>>>
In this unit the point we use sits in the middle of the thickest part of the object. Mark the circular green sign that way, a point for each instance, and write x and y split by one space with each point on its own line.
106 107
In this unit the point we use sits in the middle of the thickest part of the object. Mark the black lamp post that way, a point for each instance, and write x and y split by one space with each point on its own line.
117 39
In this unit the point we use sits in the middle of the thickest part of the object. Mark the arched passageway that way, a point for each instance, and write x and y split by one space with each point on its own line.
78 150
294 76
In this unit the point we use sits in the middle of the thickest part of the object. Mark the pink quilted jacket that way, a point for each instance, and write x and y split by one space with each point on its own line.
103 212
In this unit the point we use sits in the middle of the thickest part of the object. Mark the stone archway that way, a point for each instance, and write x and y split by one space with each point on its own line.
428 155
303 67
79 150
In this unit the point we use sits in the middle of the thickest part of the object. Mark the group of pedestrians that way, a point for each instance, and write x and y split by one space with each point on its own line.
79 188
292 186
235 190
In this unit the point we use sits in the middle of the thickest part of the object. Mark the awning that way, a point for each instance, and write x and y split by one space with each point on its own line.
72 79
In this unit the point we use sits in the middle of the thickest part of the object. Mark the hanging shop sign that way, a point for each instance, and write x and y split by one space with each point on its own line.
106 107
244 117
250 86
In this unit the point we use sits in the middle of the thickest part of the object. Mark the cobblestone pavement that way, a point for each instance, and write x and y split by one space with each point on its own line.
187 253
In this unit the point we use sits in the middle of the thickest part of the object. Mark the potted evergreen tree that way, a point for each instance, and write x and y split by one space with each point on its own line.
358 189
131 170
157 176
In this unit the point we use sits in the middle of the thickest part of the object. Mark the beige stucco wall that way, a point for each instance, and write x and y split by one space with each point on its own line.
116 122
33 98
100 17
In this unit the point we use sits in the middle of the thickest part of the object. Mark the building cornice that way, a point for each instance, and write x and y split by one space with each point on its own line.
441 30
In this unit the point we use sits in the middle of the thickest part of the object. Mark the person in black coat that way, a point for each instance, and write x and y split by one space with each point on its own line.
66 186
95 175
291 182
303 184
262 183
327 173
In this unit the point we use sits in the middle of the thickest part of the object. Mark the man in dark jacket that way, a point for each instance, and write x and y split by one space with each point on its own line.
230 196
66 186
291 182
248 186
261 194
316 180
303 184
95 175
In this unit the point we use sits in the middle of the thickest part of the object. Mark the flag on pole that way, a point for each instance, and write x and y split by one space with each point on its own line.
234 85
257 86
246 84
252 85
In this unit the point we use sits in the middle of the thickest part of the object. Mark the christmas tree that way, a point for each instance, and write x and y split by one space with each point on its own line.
<<<
>>>
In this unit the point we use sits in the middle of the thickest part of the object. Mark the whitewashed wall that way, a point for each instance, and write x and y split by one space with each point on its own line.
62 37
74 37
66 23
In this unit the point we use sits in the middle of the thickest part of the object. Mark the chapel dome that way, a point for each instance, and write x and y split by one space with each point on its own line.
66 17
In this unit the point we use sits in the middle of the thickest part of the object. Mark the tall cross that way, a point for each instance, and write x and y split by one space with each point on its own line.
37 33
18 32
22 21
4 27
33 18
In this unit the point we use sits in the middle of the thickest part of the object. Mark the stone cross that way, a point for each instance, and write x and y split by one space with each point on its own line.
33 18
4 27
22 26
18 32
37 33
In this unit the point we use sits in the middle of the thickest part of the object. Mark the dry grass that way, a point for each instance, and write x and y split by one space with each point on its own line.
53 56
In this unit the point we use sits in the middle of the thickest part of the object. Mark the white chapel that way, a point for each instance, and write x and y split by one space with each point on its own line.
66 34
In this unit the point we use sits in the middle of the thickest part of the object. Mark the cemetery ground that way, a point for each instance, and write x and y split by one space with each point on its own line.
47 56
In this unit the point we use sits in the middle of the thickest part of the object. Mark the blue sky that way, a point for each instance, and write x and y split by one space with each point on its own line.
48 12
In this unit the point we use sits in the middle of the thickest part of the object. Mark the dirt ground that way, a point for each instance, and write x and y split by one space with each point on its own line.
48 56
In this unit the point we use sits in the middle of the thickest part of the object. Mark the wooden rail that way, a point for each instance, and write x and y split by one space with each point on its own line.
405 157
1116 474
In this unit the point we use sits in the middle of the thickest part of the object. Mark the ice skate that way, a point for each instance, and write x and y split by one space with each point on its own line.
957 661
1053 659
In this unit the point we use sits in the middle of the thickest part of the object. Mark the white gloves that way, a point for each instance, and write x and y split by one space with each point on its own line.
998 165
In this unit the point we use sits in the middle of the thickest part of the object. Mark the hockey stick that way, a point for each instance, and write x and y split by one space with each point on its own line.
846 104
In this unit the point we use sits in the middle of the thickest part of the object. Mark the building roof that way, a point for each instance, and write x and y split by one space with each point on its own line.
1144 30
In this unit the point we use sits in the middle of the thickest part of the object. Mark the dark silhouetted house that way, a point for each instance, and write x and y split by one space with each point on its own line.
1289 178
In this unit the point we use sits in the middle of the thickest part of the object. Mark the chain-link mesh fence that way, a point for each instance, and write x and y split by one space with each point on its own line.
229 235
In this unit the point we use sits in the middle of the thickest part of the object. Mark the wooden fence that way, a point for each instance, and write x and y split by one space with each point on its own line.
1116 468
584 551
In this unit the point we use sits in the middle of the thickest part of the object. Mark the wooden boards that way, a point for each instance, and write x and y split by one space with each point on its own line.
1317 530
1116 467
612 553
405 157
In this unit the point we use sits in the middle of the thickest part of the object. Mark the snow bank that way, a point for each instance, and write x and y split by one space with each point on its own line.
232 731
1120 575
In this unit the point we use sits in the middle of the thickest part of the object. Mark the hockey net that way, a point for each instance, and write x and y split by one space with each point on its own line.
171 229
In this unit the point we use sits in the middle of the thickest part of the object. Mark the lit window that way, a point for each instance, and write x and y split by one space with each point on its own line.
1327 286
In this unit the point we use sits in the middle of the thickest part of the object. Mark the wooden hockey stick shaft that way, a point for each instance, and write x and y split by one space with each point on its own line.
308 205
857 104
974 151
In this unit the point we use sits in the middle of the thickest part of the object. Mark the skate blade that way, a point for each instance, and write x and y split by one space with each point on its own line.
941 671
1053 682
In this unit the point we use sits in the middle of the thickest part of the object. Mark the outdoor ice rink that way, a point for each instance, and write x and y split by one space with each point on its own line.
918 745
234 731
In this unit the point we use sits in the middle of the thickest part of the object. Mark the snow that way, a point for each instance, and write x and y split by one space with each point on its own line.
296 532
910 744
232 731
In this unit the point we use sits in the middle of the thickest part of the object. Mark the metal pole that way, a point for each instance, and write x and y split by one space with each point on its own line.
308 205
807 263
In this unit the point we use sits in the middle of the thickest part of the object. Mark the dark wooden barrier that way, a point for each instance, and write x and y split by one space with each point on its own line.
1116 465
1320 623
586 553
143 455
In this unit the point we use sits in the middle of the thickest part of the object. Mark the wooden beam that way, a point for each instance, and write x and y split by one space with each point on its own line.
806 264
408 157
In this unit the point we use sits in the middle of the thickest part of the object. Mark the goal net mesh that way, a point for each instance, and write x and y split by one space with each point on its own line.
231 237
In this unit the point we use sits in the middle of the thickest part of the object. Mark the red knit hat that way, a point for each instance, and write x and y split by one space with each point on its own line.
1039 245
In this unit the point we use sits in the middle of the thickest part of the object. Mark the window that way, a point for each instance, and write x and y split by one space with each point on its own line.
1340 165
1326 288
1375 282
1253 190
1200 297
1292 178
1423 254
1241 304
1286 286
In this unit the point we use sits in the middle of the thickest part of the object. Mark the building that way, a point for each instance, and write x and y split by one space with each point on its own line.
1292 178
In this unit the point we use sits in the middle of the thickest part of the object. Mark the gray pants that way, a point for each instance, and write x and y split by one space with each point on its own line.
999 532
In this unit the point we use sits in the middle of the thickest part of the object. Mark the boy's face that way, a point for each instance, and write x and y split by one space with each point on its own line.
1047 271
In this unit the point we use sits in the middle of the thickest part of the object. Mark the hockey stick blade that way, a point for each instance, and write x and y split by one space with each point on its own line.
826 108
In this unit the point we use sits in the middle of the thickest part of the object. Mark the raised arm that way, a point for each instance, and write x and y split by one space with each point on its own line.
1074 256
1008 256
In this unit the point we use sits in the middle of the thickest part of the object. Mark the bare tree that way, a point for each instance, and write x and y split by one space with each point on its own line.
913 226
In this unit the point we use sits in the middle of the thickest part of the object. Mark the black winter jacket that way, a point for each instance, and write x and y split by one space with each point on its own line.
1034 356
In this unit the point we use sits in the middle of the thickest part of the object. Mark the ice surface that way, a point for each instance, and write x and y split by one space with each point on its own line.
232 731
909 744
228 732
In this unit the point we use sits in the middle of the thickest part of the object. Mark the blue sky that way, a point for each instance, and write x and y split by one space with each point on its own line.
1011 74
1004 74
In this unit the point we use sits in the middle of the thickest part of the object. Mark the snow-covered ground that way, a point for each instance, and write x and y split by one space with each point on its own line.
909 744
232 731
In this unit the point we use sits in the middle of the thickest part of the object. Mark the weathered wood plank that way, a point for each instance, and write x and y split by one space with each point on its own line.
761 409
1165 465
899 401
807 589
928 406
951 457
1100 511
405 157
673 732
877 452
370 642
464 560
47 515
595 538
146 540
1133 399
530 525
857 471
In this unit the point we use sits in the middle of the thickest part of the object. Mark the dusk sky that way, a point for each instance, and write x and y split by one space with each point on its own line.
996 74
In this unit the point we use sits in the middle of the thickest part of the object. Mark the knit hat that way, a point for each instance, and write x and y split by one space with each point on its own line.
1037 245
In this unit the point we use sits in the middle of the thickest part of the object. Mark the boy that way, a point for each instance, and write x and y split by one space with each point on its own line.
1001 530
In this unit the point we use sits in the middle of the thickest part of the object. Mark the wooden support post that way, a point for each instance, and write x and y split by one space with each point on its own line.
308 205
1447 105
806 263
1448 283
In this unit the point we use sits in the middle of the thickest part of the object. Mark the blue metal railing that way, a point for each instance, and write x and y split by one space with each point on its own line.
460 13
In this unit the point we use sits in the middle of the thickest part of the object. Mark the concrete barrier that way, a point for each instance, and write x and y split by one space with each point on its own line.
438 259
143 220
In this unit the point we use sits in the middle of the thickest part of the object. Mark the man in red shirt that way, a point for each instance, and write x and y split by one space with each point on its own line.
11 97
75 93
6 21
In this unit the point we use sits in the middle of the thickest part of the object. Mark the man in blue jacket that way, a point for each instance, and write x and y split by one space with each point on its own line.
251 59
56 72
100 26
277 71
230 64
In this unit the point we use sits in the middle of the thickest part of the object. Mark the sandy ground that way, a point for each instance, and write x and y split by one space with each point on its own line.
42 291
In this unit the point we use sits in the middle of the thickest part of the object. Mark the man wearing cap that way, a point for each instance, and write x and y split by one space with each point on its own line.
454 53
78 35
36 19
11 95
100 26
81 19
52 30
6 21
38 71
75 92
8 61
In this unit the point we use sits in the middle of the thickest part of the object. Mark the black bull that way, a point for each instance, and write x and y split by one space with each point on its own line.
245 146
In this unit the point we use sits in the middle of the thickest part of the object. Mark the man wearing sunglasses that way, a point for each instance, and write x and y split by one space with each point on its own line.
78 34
<<<
> [What the exercise asks] In the entries above, find the line with "Mark the beige" and the line with "Mark the christmas", then restate word for word both of them and every line between, with nothing more.

> [Response to this task]
In this unit the point we use sits in the middle of the thickest part of the object. Mark the beige stucco wall that way, a point for each instance, and write x and y split by one space with each point on its own line.
116 122
33 98
100 17
In this unit the point we use sits in the middle of the thickest part of the object. Mark the building cornice that way, a point for each instance, and write x and y split by one space with each point on its own line.
441 30
In this unit the point we use sits in the middle of the thickest part of the object. Mark the person in black coat that way, a point for each instance, and write x and y split by one space with each point on its own line.
66 186
95 175
291 182
303 184
262 183
327 173
In this unit the point we use sits in the middle of the thickest part of the object. Mark the man in dark jacket that way, a point for each instance, and write x and y split by one space with each point on its own line.
230 196
66 186
291 182
248 186
261 194
316 180
303 184
95 175
In this unit the point we use sits in the middle of the thickest part of the object. Mark the flag on pole that way, a point for each instance, and write x and y split by one space with each point on its own line.
234 85
257 86
246 84
252 85
In this unit the point we use sits in the middle of the thickest part of the object. Mark the christmas tree that way, a point for each instance, and write x and y split by one space with each point on its own line.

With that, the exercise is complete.